**DOCUMENT EXCERPT:**
:::::
Linux KVM: setup considerations in relation to ESXi
My personal 2024 setup is simple and effective:
fast, Free Open-Source
It’s not:
flawless because it’s not funded well
or easy to learn because it’s not well documented
And it’s not as fast as ESXi, specifically for Windows guests (depends on the kind of workload):
Read the summary if you are evaluating this for Windows guests.
– I don’t believe VMware products will benefit from the 2023 Broadcom acquisition. Let’s learn from history.
Announcement: End of general availability of ESXi (free tier). Feb 13, 2024
Solution: move on.
The alternative:
Libvirt is a control software which also supports Linux KVM guests (based on qemu). – A simple hypervisor (KVM) with simple tooling (qemu etc.). Many opportunities.
To name a few:
Windows 11 remote clients (TPM 2.0)
:::::
**PARTS OF THE EXERCISE:**
1 > Answer these questions about the page on Linux KVM and ESXi, one line each:
(a) What does the page say was announced on Feb 13, 2024?
(b) What does Libvirt support, according to the page?
(c) For which kind of guests is the setup said to be not as fast as ESXi?
2 > Pick up the page on Linux KVM and ESXi after its final line and keep writing it.
:::::
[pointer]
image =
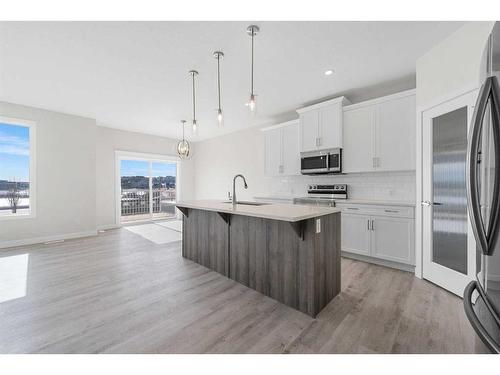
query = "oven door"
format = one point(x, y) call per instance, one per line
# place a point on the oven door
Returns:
point(314, 164)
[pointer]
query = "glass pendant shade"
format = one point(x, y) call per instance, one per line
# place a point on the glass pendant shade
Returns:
point(218, 55)
point(252, 103)
point(252, 31)
point(183, 147)
point(220, 118)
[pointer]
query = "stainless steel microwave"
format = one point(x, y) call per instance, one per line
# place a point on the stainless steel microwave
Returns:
point(321, 162)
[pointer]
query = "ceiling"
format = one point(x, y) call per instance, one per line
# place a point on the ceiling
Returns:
point(134, 75)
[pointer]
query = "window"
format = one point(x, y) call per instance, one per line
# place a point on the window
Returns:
point(147, 187)
point(16, 168)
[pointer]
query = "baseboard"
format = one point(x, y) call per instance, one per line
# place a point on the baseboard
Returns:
point(38, 240)
point(379, 262)
point(108, 226)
:::::
**WRITTEN RESPONSES:**
1 >
(a) The end of general availability of ESXi (free tier).
(b) Linux KVM guests (based on qemu).
(c) Windows guests.

2 >
Ubuntu 22 LTS Server for self-hosting
Terabytes of Cloud Storage, managed via Shared Folders (Virtio)
And no: I wouldn’t run a data-center with this. Maybe with oVirt, but not with plain Libvirt Linux KVM.
And yes: you can run any system you want if it’s supported. But I have not tested that.
The setup in the following:
It’s a single-host setup. This is for small-scale scenarios.
1 Gpbs, no LACP, no nothing
RAID 1, no HBA, no nothing
no vLANs, no vSwitch, no nothing
…
you get the point: small-scale
no VM at-rest encryption (on Hypervisor-management level because libvirt has a useless secrets handling process)
you can use luks in qcow2 images, but you need to store the key in cleartext
of course you can use Full-Disk Encryption on the guests
ToC
- 1 Compartmentalize the HW host into many virtual guests
- 1.1 Dedicated Server
- 2 Headless setup (remote): libvirt daemon
- 2.1 Dedicated server: KSM (Kernel Same-page Merging)
- 2.2 tuned - the right settings for the kernel, at the right time
- 2.3 Debian 12 has Transparent Huge Pages support
- 2.4 Firewall - iptables for IPv4 and IPv6
- 2.5 Guest IP enumeration
- 2.5.1 Dnsmasq leases
- 2.5.2 Bash and virsh
- 2.6 How to NAT out a KVM guest via iptables
- 2.7 Using vhost-net and bbr with KVM qemu guests for better speeds (1 Gbps)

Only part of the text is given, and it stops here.